Exercise description: Swap "rough mask" for "coarse mask" everywhere in the material below, and reproduce the lines with nothing else altered.

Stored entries

○ ○ ○ ○ ○ ○ ○

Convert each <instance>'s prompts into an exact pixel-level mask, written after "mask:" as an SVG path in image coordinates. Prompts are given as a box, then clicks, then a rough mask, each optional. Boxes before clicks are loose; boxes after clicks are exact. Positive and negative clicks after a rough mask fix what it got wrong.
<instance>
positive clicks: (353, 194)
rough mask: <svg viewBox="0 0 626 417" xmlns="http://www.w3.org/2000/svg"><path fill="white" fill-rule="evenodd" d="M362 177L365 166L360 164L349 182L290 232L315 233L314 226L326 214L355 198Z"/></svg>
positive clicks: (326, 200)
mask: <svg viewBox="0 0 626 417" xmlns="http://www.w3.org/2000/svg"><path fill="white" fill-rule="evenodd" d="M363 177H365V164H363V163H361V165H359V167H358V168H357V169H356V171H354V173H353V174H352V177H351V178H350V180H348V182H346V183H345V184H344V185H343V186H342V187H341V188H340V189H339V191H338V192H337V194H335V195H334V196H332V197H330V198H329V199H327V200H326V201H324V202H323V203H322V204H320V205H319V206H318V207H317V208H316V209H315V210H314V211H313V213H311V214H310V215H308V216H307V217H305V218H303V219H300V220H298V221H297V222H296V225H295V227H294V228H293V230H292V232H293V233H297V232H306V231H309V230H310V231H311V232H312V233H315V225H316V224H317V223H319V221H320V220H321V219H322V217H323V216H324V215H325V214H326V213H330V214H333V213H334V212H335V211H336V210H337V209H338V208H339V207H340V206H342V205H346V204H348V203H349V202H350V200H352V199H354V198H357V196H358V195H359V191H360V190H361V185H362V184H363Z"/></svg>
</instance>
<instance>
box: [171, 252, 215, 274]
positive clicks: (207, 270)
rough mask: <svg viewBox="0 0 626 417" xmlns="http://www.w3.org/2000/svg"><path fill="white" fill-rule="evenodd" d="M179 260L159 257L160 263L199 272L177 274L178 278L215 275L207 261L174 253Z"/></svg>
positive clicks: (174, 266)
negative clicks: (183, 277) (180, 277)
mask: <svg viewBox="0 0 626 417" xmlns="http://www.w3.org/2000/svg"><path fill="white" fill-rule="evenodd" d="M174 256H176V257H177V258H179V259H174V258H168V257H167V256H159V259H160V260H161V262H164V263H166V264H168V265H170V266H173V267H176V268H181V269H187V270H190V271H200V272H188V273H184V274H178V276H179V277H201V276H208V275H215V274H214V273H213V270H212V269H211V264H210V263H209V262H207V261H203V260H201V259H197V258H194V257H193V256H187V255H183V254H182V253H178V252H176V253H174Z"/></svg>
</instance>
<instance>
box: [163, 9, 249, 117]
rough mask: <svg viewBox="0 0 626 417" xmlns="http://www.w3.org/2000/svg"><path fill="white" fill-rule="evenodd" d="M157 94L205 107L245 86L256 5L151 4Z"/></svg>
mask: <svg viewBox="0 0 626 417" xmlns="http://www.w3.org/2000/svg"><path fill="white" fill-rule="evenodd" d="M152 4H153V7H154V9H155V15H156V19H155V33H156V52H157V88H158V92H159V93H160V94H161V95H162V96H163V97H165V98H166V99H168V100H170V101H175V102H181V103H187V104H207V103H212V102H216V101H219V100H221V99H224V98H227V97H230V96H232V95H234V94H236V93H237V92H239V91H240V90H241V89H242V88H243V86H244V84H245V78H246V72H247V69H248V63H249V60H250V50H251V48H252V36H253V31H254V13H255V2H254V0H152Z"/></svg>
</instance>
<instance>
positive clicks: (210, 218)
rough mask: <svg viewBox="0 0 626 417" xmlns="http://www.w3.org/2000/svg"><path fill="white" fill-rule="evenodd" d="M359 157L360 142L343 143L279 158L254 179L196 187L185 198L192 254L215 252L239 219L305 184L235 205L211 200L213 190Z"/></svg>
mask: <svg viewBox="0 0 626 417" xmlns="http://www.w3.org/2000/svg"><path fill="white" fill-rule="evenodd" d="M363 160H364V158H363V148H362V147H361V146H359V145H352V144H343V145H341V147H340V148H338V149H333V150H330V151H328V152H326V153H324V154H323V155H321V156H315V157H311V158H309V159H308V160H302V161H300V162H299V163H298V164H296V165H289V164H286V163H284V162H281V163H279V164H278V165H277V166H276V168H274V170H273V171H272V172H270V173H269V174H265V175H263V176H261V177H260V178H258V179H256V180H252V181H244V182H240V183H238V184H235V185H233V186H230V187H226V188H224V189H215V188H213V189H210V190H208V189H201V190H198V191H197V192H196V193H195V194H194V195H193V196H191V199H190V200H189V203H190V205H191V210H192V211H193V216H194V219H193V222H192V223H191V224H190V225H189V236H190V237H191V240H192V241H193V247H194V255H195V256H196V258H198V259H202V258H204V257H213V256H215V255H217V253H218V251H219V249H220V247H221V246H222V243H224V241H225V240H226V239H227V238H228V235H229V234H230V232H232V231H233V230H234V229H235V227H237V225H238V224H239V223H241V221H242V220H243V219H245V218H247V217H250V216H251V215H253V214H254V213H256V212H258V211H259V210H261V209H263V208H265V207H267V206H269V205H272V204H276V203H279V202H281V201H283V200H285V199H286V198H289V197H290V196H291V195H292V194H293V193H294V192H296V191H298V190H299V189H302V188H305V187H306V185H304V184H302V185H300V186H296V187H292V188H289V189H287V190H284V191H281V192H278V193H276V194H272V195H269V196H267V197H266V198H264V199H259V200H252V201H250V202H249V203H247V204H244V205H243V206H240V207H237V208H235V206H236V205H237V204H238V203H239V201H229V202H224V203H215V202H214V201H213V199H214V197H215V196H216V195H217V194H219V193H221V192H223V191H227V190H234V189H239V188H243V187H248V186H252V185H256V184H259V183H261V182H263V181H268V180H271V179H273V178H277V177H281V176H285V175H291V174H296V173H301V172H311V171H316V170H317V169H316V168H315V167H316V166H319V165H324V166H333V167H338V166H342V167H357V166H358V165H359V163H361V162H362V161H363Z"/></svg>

○ ○ ○ ○ ○ ○ ○

Answer space:
Convert each <instance>'s prompts into an exact pixel-level mask, written after "mask:" as an SVG path in image coordinates. Prompts are given as a box, then clicks, then a coarse mask, each optional. Boxes before clicks are loose; boxes after clicks are exact. Positive and negative clicks after a coarse mask fix what it got wrong.
<instance>
positive clicks: (353, 194)
coarse mask: <svg viewBox="0 0 626 417" xmlns="http://www.w3.org/2000/svg"><path fill="white" fill-rule="evenodd" d="M362 177L365 166L360 164L349 182L290 232L315 233L314 226L326 214L355 198Z"/></svg>
positive clicks: (326, 200)
mask: <svg viewBox="0 0 626 417" xmlns="http://www.w3.org/2000/svg"><path fill="white" fill-rule="evenodd" d="M363 177H365V164H363V163H361V165H359V167H358V168H357V169H356V171H354V173H353V174H352V177H351V178H350V180H348V182H346V183H345V184H344V185H343V186H342V187H341V188H340V189H339V191H338V192H337V194H335V195H334V196H332V197H330V198H329V199H327V200H326V201H324V202H323V203H322V204H320V205H319V206H318V207H317V208H316V209H315V210H314V211H313V213H311V214H310V215H308V216H307V217H305V218H303V219H300V220H298V221H297V222H296V225H295V227H294V228H293V230H292V232H293V233H297V232H306V231H309V230H310V231H311V232H312V233H315V225H316V224H317V223H319V221H320V220H321V219H322V217H323V216H324V215H325V214H326V213H330V214H333V213H334V212H335V211H336V210H337V209H338V208H339V207H340V206H342V205H346V204H348V203H349V202H350V200H352V199H354V198H357V196H358V195H359V191H360V190H361V185H362V184H363Z"/></svg>
</instance>
<instance>
box: [171, 252, 215, 274]
positive clicks: (207, 270)
coarse mask: <svg viewBox="0 0 626 417" xmlns="http://www.w3.org/2000/svg"><path fill="white" fill-rule="evenodd" d="M179 260L159 257L160 263L199 272L177 274L178 278L215 275L207 261L174 253Z"/></svg>
positive clicks: (174, 266)
negative clicks: (183, 277) (180, 277)
mask: <svg viewBox="0 0 626 417" xmlns="http://www.w3.org/2000/svg"><path fill="white" fill-rule="evenodd" d="M174 256H176V257H177V258H179V259H174V258H168V257H167V256H159V259H160V260H161V262H164V263H166V264H168V265H170V266H173V267H176V268H181V269H187V270H190V271H200V272H188V273H184V274H178V276H179V277H201V276H208V275H215V274H214V273H213V270H212V269H211V264H210V263H209V262H207V261H203V260H201V259H197V258H194V257H193V256H187V255H183V254H182V253H178V252H176V253H174Z"/></svg>
</instance>
<instance>
box: [163, 9, 249, 117]
coarse mask: <svg viewBox="0 0 626 417" xmlns="http://www.w3.org/2000/svg"><path fill="white" fill-rule="evenodd" d="M157 94L205 107L245 86L256 5L151 4Z"/></svg>
mask: <svg viewBox="0 0 626 417" xmlns="http://www.w3.org/2000/svg"><path fill="white" fill-rule="evenodd" d="M152 4H153V7H154V9H155V15H156V19H155V33H156V52H157V88H158V92H159V93H160V94H161V95H162V96H163V97H165V98H166V99H168V100H170V101H175V102H181V103H187V104H207V103H212V102H216V101H219V100H221V99H224V98H227V97H230V96H232V95H234V94H236V93H237V92H239V91H240V90H241V89H242V88H243V86H244V84H245V78H246V72H247V69H248V63H249V60H250V50H251V48H252V36H253V31H254V13H255V2H254V0H152Z"/></svg>
</instance>
<instance>
positive clicks: (210, 218)
coarse mask: <svg viewBox="0 0 626 417" xmlns="http://www.w3.org/2000/svg"><path fill="white" fill-rule="evenodd" d="M359 157L360 142L343 143L279 158L254 179L196 187L185 198L192 254L215 252L239 219L305 184L235 205L211 200L213 190Z"/></svg>
mask: <svg viewBox="0 0 626 417" xmlns="http://www.w3.org/2000/svg"><path fill="white" fill-rule="evenodd" d="M363 160H364V158H363V148H362V147H361V146H359V145H352V144H343V145H341V147H340V148H338V149H333V150H330V151H328V152H326V153H324V154H323V155H321V156H315V157H311V158H309V159H308V160H302V161H300V162H299V163H298V164H296V165H289V164H286V163H284V162H281V163H279V164H278V165H277V166H276V168H274V170H273V171H272V172H270V173H269V174H265V175H263V176H261V177H260V178H258V179H256V180H252V181H244V182H240V183H238V184H235V185H233V186H230V187H226V188H224V189H215V188H213V189H210V190H208V189H201V190H198V191H197V192H196V193H195V194H194V195H193V196H191V199H190V200H189V203H190V205H191V210H192V211H193V216H194V219H193V222H192V223H191V224H190V225H189V236H190V237H191V240H192V241H193V247H194V255H195V256H196V258H198V259H202V258H204V257H213V256H215V255H217V253H218V251H219V249H220V247H221V246H222V243H224V241H225V240H226V239H227V238H228V235H229V234H230V232H232V231H233V230H234V229H235V227H237V225H238V224H239V223H241V221H242V220H243V219H245V218H247V217H250V216H251V215H253V214H254V213H256V212H258V211H259V210H261V209H263V208H265V207H267V206H269V205H272V204H276V203H279V202H281V201H283V200H285V199H286V198H289V197H290V196H291V195H292V194H293V193H294V192H296V191H298V190H299V189H302V188H305V187H306V185H304V184H302V185H300V186H296V187H292V188H289V189H287V190H284V191H281V192H278V193H276V194H272V195H269V196H267V197H266V198H264V199H259V200H252V201H250V202H249V203H247V204H244V205H243V206H240V207H237V208H235V206H236V205H237V204H238V203H239V201H229V202H224V203H215V202H214V201H213V199H214V197H215V196H216V195H217V194H219V193H221V192H223V191H227V190H234V189H239V188H243V187H248V186H252V185H256V184H259V183H261V182H263V181H268V180H271V179H273V178H277V177H281V176H285V175H291V174H296V173H301V172H311V171H316V170H317V169H316V168H315V167H316V166H319V165H324V166H333V167H338V166H342V167H357V166H358V165H359V163H361V162H362V161H363Z"/></svg>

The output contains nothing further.